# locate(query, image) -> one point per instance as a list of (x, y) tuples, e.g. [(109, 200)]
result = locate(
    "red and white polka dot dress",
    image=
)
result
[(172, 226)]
■ ■ ■ ■ ■
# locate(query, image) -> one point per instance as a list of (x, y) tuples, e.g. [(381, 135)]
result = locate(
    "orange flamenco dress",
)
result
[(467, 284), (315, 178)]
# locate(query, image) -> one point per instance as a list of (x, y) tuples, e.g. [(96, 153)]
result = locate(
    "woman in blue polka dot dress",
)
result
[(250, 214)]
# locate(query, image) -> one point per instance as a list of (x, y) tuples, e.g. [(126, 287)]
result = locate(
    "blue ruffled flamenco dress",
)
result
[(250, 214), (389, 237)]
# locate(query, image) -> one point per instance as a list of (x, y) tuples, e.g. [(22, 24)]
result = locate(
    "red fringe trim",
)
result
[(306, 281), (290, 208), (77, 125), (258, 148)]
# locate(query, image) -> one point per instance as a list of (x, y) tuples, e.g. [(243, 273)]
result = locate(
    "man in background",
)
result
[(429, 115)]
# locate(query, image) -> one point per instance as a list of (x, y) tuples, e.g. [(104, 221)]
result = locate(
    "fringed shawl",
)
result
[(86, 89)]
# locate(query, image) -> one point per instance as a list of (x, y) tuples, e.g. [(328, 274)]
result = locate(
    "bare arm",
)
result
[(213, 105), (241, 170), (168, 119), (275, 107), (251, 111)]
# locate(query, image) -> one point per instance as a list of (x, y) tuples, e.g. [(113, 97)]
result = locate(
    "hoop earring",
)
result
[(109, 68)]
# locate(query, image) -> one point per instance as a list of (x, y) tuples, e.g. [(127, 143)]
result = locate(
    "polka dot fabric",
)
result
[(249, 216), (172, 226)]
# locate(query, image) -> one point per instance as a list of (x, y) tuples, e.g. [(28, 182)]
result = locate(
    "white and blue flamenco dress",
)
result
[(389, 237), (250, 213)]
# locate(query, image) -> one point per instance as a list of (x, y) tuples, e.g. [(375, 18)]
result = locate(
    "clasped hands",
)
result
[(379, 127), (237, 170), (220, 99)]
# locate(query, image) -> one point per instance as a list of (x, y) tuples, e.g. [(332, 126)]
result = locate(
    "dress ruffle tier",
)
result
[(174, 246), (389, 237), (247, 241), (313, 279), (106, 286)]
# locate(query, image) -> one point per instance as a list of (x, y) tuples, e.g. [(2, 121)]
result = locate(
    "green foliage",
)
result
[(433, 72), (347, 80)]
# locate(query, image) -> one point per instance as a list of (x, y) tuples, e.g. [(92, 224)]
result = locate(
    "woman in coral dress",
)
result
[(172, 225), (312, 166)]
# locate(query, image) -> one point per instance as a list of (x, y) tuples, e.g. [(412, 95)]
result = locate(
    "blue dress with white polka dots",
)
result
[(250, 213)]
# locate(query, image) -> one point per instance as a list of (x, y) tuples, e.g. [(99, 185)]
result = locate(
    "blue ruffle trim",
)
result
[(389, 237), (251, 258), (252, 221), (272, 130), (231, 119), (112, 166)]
■ ■ ■ ■ ■
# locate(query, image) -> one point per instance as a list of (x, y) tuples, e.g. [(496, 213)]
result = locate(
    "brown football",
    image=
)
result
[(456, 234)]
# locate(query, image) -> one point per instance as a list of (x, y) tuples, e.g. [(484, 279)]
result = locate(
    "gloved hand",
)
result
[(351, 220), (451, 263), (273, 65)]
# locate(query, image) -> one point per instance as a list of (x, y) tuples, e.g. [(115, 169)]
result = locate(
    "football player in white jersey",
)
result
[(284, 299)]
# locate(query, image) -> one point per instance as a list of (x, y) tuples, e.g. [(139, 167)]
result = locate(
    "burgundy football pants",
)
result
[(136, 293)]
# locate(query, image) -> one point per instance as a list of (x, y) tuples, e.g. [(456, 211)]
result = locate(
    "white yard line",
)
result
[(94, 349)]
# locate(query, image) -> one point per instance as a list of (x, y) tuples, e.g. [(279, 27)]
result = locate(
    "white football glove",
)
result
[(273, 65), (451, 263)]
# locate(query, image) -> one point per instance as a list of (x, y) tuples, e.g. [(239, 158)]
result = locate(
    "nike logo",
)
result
■ ■ ■ ■ ■
Activity:
When a line among the entries above contains "white", copy it.

Result for this task:
    "red and white polka dot dress",
    "white and blue flamenco dress",
    "blue dress with white polka dots",
    "football player in white jersey",
    "white yard line",
    "white football glove",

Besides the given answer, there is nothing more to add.